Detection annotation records
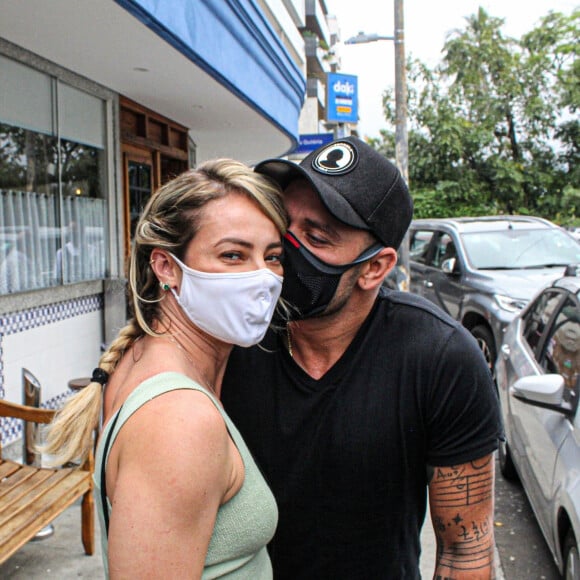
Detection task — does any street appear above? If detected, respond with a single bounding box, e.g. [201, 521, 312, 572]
[495, 461, 560, 580]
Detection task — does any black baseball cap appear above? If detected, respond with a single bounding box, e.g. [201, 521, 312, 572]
[254, 137, 413, 249]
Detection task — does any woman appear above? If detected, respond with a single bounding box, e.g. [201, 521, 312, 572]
[45, 160, 286, 579]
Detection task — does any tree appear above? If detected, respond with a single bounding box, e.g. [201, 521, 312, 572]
[371, 8, 580, 223]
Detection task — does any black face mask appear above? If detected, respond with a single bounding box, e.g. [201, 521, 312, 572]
[282, 231, 384, 320]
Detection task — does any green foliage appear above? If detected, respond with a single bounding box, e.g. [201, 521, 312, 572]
[370, 8, 580, 225]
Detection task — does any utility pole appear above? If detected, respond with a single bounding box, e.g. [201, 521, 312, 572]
[345, 0, 410, 290]
[395, 0, 409, 183]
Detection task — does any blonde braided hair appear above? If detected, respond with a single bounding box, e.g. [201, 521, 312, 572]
[39, 159, 287, 465]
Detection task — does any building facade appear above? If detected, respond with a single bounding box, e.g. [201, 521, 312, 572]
[0, 0, 308, 444]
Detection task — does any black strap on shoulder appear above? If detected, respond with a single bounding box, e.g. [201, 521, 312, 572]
[101, 409, 121, 537]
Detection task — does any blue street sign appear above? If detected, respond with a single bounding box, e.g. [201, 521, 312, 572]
[326, 73, 358, 123]
[292, 133, 334, 153]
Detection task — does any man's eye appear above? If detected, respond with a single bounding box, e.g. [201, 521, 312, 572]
[306, 234, 328, 247]
[266, 253, 282, 264]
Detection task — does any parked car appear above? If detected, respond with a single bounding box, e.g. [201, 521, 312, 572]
[496, 266, 580, 580]
[409, 216, 580, 371]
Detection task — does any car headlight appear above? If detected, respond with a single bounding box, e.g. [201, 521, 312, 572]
[494, 294, 527, 312]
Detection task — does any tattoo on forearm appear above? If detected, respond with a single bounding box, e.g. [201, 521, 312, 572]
[429, 456, 494, 580]
[429, 458, 493, 508]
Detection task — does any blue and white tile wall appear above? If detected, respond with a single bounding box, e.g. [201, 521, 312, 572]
[0, 294, 103, 445]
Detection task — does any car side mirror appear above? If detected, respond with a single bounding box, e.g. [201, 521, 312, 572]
[510, 374, 576, 417]
[441, 258, 457, 274]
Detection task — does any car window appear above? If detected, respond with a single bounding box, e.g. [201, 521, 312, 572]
[462, 227, 580, 270]
[431, 233, 457, 268]
[539, 296, 580, 402]
[523, 289, 562, 360]
[409, 230, 433, 264]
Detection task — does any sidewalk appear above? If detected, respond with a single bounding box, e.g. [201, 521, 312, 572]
[0, 501, 504, 580]
[0, 501, 504, 580]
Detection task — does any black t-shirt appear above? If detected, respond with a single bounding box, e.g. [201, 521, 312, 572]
[222, 291, 501, 580]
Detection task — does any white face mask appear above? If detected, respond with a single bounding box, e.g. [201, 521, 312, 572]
[171, 254, 283, 346]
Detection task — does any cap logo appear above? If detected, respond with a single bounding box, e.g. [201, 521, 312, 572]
[312, 142, 358, 175]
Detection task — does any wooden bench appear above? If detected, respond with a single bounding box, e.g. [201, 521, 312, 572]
[0, 399, 95, 564]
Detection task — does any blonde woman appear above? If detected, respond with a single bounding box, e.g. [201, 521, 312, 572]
[46, 159, 286, 580]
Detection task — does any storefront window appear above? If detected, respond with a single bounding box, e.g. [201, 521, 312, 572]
[0, 56, 107, 294]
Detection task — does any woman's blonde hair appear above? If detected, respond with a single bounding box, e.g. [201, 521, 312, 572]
[40, 159, 287, 465]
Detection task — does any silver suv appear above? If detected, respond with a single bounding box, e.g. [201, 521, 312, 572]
[409, 216, 580, 372]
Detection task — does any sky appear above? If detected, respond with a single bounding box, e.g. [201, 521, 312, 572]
[326, 0, 580, 137]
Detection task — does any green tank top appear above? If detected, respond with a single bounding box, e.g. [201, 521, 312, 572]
[93, 372, 278, 580]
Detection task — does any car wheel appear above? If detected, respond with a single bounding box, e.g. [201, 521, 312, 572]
[497, 441, 518, 481]
[564, 530, 580, 580]
[471, 325, 496, 374]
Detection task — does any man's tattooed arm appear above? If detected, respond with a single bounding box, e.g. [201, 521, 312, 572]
[429, 454, 495, 580]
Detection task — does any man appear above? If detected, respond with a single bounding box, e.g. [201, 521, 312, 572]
[222, 137, 501, 580]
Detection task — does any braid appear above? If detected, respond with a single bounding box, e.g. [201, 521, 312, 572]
[39, 159, 287, 464]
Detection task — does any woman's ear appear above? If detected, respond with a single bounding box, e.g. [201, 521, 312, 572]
[358, 248, 397, 290]
[150, 248, 181, 290]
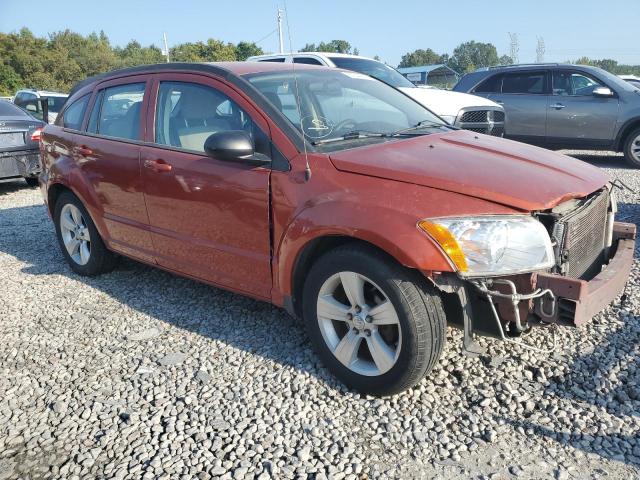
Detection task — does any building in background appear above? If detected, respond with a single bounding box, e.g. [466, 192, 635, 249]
[398, 64, 459, 88]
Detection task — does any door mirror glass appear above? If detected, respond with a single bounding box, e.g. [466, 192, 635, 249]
[204, 130, 254, 162]
[593, 87, 613, 97]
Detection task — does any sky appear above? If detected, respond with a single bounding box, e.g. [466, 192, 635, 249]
[0, 0, 640, 65]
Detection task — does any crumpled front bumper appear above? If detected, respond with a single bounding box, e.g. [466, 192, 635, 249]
[0, 149, 41, 178]
[533, 222, 636, 326]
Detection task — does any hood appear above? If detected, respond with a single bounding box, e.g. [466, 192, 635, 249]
[330, 130, 608, 211]
[400, 87, 502, 119]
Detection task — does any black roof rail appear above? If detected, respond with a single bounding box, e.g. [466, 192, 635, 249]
[489, 62, 564, 70]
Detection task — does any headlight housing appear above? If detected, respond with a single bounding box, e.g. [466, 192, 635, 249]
[418, 215, 555, 277]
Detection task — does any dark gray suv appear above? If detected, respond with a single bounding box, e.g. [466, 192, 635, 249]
[453, 64, 640, 168]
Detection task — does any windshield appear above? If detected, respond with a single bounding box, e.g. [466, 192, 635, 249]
[247, 69, 442, 143]
[329, 57, 415, 88]
[47, 97, 67, 113]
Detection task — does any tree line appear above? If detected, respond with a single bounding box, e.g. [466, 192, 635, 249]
[0, 28, 264, 95]
[0, 28, 640, 95]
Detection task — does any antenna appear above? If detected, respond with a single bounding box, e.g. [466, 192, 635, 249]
[162, 32, 169, 63]
[536, 37, 545, 63]
[280, 0, 311, 182]
[278, 6, 284, 53]
[509, 32, 520, 65]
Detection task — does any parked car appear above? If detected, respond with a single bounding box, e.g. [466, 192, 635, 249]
[247, 52, 505, 137]
[0, 101, 44, 187]
[618, 75, 640, 89]
[453, 63, 640, 168]
[13, 89, 68, 123]
[40, 62, 635, 395]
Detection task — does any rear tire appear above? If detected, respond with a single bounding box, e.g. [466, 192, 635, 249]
[623, 128, 640, 168]
[24, 177, 39, 188]
[53, 192, 117, 277]
[303, 244, 446, 396]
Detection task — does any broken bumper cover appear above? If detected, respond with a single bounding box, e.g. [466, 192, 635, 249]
[0, 149, 40, 178]
[534, 222, 636, 326]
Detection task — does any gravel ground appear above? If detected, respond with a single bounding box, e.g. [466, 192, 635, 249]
[0, 152, 640, 479]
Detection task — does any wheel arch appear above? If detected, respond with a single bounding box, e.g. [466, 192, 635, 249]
[615, 117, 640, 152]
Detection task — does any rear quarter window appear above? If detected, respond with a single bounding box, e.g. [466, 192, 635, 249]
[56, 94, 91, 130]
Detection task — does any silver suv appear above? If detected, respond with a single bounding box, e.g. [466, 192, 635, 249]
[453, 64, 640, 168]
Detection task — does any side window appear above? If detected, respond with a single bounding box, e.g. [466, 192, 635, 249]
[87, 90, 104, 133]
[62, 95, 91, 130]
[97, 83, 145, 140]
[502, 72, 547, 95]
[553, 70, 603, 96]
[293, 57, 322, 65]
[155, 82, 270, 155]
[473, 74, 502, 93]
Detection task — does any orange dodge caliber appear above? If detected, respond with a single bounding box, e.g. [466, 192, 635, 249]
[40, 62, 635, 395]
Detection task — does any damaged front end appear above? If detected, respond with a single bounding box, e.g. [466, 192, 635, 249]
[433, 188, 636, 351]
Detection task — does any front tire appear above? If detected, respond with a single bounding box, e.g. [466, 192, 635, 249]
[24, 177, 39, 188]
[53, 192, 116, 277]
[303, 244, 446, 395]
[623, 128, 640, 168]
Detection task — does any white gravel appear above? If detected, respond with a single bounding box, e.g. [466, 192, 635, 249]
[0, 154, 640, 480]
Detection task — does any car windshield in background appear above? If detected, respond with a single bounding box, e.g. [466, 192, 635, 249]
[0, 101, 31, 118]
[247, 70, 446, 148]
[47, 97, 67, 113]
[329, 57, 415, 88]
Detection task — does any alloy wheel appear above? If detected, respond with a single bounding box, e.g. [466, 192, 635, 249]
[316, 272, 402, 376]
[60, 203, 91, 265]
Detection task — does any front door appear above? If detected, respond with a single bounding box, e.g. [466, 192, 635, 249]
[547, 70, 618, 147]
[141, 74, 271, 299]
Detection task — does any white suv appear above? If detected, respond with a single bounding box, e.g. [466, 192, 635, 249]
[13, 88, 68, 123]
[247, 52, 505, 136]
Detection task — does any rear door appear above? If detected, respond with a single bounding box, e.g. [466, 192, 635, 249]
[142, 74, 272, 299]
[74, 75, 154, 262]
[488, 70, 549, 144]
[547, 69, 619, 147]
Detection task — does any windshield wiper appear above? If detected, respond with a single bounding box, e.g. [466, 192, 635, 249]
[311, 130, 384, 145]
[389, 120, 459, 135]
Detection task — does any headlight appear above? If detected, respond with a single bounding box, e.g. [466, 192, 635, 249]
[418, 215, 555, 277]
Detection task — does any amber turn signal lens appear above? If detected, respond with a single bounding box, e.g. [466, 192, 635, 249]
[418, 220, 469, 272]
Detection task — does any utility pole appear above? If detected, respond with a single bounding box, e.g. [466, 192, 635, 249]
[278, 9, 284, 53]
[509, 32, 520, 65]
[162, 32, 169, 63]
[536, 37, 545, 63]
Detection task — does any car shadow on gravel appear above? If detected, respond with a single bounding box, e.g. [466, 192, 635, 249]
[0, 201, 343, 390]
[504, 308, 640, 467]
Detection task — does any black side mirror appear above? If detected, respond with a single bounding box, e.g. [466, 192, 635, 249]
[204, 130, 271, 166]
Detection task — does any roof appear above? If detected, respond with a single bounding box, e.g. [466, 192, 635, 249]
[16, 88, 68, 97]
[69, 62, 327, 96]
[398, 63, 457, 75]
[247, 52, 364, 61]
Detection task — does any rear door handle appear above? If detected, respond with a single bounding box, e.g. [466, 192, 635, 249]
[78, 145, 93, 157]
[144, 158, 172, 173]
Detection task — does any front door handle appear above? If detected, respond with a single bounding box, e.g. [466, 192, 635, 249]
[144, 158, 172, 173]
[78, 145, 93, 157]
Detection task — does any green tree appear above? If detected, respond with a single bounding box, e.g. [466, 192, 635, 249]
[236, 42, 264, 61]
[449, 40, 500, 73]
[398, 48, 446, 68]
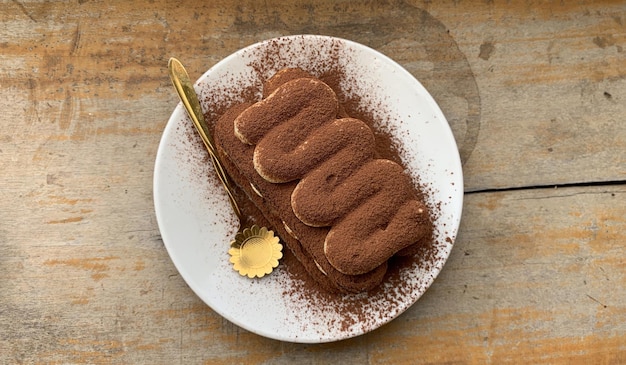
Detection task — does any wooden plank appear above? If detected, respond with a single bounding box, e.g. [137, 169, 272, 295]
[0, 0, 626, 364]
[0, 187, 626, 364]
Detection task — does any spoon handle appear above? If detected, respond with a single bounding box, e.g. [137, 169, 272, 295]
[167, 57, 242, 220]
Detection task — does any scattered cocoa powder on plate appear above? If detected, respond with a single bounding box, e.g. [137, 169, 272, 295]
[177, 38, 451, 337]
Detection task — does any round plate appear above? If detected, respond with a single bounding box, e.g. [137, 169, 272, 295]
[154, 35, 463, 343]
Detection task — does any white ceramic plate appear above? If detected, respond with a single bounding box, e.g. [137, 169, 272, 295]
[154, 35, 463, 343]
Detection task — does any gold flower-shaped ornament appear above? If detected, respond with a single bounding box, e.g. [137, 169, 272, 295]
[228, 225, 283, 278]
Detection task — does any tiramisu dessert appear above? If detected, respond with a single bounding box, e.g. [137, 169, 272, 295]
[214, 69, 432, 293]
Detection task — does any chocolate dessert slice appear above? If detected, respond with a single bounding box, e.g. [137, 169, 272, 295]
[215, 69, 431, 293]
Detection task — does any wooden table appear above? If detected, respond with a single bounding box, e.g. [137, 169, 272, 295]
[0, 0, 626, 364]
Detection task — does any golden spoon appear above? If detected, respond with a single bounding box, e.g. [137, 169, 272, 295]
[167, 58, 283, 278]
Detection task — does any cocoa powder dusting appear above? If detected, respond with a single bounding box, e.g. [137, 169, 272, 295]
[189, 38, 441, 337]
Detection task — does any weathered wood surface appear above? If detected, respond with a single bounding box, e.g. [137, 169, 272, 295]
[0, 0, 626, 364]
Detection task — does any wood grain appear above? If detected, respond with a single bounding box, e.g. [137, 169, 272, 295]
[0, 0, 626, 364]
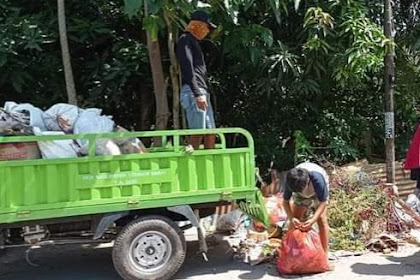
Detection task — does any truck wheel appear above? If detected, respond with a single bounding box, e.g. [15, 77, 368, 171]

## What the exercise asks
Lay out the lines above as a numbered list, from the first one through the one containing "[292, 133, 334, 153]", both included. Leave out blank lines and the pictures.

## The answer
1. Detection task — does any street appear above? If detected, respond with a single bounding box, e.g. [201, 521, 312, 572]
2. [495, 461, 560, 580]
3. Detection task — does any black baseball cap appear above? If detected, respond with a single bounding box, e.g. [201, 521, 312, 572]
4. [254, 137, 413, 249]
5. Detection task — does any woman appear above? If detected, respond with a single bounding box, e.g. [201, 521, 312, 572]
6. [45, 160, 286, 579]
7. Detection task — does any tree appear above? If detected, respond with a single bounding box, e.g. [201, 521, 312, 572]
8. [371, 8, 580, 223]
9. Detection task — does any black face mask appear above? If detected, respond with a single bounding box, e.g. [201, 521, 312, 572]
10. [282, 231, 384, 320]
11. Detection task — does any green foliage appear above? If detected, respond with a single bounding box, e.g. [201, 521, 312, 572]
12. [370, 8, 580, 225]
13. Detection task — does any utility pole appear above? If detected, respond with a single bounding box, e.g. [201, 521, 312, 572]
14. [345, 0, 410, 290]
15. [395, 0, 409, 183]
16. Detection task — does any blonde braided hair appear above? If detected, respond with a single bounding box, e.g. [201, 521, 312, 572]
17. [39, 159, 287, 465]
18. Detection task — does any building facade appear above? If detected, respond with a single bounding box, e.g. [201, 521, 312, 572]
19. [0, 0, 308, 444]
20. Detection task — does any black strap on shoulder appear above? If detected, respond with a single bounding box, e.g. [201, 521, 312, 572]
21. [101, 409, 121, 537]
22. Detection task — does any blue street sign appear above? If detected, respond with a single bounding box, e.g. [201, 521, 312, 572]
23. [326, 73, 358, 123]
24. [292, 133, 334, 153]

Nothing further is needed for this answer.